### EXERCISE REQUIREMENTS
Say the number of lines holding the word "snow" in the data, and leave out everything else.

·····

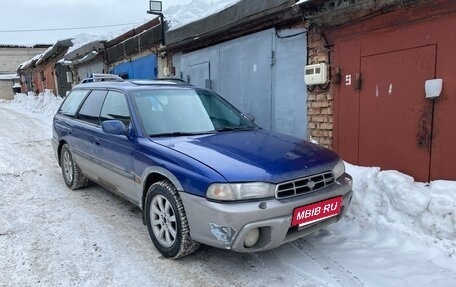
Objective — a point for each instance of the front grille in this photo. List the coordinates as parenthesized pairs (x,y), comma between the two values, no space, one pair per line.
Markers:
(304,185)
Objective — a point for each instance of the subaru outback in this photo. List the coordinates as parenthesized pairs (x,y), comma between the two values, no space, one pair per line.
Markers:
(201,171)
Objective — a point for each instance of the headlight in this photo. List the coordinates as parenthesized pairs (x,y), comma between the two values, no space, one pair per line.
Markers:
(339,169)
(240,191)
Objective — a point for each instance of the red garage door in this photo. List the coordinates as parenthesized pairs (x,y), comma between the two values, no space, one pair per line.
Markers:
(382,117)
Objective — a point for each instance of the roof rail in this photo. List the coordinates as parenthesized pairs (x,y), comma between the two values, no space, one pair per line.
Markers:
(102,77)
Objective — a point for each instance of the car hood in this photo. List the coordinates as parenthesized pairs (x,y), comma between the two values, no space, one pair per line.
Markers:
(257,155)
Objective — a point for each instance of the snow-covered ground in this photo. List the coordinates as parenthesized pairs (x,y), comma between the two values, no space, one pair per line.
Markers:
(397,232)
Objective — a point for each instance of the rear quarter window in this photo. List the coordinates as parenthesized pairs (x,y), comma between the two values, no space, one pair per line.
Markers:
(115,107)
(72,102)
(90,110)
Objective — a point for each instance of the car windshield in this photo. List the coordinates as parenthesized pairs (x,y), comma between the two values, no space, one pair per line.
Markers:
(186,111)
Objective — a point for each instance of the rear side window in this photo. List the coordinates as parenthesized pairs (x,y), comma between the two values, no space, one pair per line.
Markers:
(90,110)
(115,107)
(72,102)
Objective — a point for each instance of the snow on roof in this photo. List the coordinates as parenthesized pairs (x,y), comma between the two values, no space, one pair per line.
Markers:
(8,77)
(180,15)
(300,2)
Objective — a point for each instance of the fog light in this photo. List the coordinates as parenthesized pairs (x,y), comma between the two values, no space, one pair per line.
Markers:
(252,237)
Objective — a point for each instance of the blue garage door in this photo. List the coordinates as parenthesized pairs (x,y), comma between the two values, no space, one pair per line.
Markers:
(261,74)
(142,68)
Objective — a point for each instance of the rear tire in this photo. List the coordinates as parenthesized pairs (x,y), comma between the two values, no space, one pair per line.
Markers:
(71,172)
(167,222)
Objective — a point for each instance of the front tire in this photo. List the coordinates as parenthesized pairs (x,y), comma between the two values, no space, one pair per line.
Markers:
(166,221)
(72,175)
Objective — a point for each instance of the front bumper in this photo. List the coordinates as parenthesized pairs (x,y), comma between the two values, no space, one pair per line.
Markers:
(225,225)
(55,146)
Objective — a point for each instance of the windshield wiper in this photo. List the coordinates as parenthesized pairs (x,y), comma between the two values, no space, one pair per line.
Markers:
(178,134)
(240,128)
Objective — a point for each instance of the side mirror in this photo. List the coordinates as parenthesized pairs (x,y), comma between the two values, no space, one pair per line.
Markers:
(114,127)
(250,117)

·····

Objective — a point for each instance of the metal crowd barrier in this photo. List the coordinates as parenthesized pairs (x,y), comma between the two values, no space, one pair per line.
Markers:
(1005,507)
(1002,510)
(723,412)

·····

### SOLUTION FOR THIS TASK
2